Please reproduce all of the entries below word for word, line by line, with no changes.

————

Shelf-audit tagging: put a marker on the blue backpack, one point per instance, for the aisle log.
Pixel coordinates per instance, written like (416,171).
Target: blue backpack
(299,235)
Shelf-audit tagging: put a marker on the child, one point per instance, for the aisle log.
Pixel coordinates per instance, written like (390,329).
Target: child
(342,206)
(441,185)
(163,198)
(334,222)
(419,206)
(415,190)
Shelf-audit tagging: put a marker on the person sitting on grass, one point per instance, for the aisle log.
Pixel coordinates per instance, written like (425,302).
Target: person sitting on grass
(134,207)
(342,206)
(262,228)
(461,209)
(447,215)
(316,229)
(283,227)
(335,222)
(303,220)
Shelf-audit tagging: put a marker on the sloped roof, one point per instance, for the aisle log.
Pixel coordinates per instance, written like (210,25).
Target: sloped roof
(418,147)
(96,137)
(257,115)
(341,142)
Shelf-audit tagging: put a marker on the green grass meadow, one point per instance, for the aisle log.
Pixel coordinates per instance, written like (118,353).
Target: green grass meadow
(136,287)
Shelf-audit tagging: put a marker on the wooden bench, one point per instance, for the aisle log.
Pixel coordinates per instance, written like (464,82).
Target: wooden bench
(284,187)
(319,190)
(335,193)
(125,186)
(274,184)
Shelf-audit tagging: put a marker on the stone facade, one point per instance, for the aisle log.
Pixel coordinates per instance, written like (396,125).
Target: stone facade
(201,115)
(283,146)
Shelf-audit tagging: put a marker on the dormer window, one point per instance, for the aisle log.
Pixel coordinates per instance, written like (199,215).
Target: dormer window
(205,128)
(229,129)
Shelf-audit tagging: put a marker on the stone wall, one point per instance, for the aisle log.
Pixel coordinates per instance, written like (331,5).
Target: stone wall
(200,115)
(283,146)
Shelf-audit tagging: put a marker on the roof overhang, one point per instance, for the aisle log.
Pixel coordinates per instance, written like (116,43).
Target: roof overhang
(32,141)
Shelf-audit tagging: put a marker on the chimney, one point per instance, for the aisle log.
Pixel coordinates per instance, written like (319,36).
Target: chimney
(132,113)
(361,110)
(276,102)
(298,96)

————

# [ANSWER IN FULL]
Shelf-audit tagging: put a marker on the blue backpack, one point per instance, for the aisle log.
Pixel coordinates per instance, written like (416,171).
Target: blue backpack
(299,235)
Shelf-audit tagging: put a marker on the child, one point per instance, for the aisle log.
Pixel coordinates per instance, written like (390,329).
Target: child
(342,206)
(441,185)
(163,198)
(334,222)
(419,206)
(415,190)
Shelf-audit tagging: put a marker on the person sitting on grass, one point per instance, for the aisle log.
Pixel coordinates per instance, written like (425,302).
Target: person sitting on grass
(134,207)
(342,206)
(262,228)
(461,209)
(447,215)
(316,229)
(283,227)
(335,222)
(303,220)
Shelf-audit tagging: put a marker on the sloped roof, one point per instance, for the aisle log.
Pixel coordinates per instance, written like (210,25).
Target: sloped roof
(418,147)
(96,137)
(257,115)
(341,142)
Shelf-audit tagging: put a marker on the green grass meadow, one point per instance, for the aisle log.
Pixel coordinates per instance, written like (118,353).
Target: green grass meadow
(136,287)
Shelf-audit tagging: put a marker on the wooden bench, one point per instance, for the aisle log.
Pixel coordinates per instance, written like (464,82).
Target: wooden bench
(284,187)
(319,190)
(335,193)
(125,186)
(274,184)
Shelf-audit tagging: put a marker on the stone facade, one point per instance, for the aisle log.
Pixel coordinates per instance, written like (396,125).
Target: stone facade
(201,115)
(283,146)
Shelf-audit tagging: put a marker on the dormer window, one point per instance, for the aisle log.
Pixel coordinates per instance, written like (199,215).
Target: dormer window
(205,128)
(229,129)
Shelf-audit tagging: put a marker on the stone wall, one point per instance, for the aisle log.
Pixel coordinates per instance, written like (331,5).
Target: stone wall
(200,115)
(283,146)
Shelf-audit tagging: put a marker on the roof overhang, one point per instance, for the aisle log.
Pixel coordinates per instance, written like (116,43).
Target: roof overhang
(32,141)
Shelf-audit tagging: put a marker on the chimney, one point per instance, for the aisle log.
Pixel coordinates per instance, written like (319,36).
Target: chimney
(132,113)
(361,110)
(276,102)
(298,96)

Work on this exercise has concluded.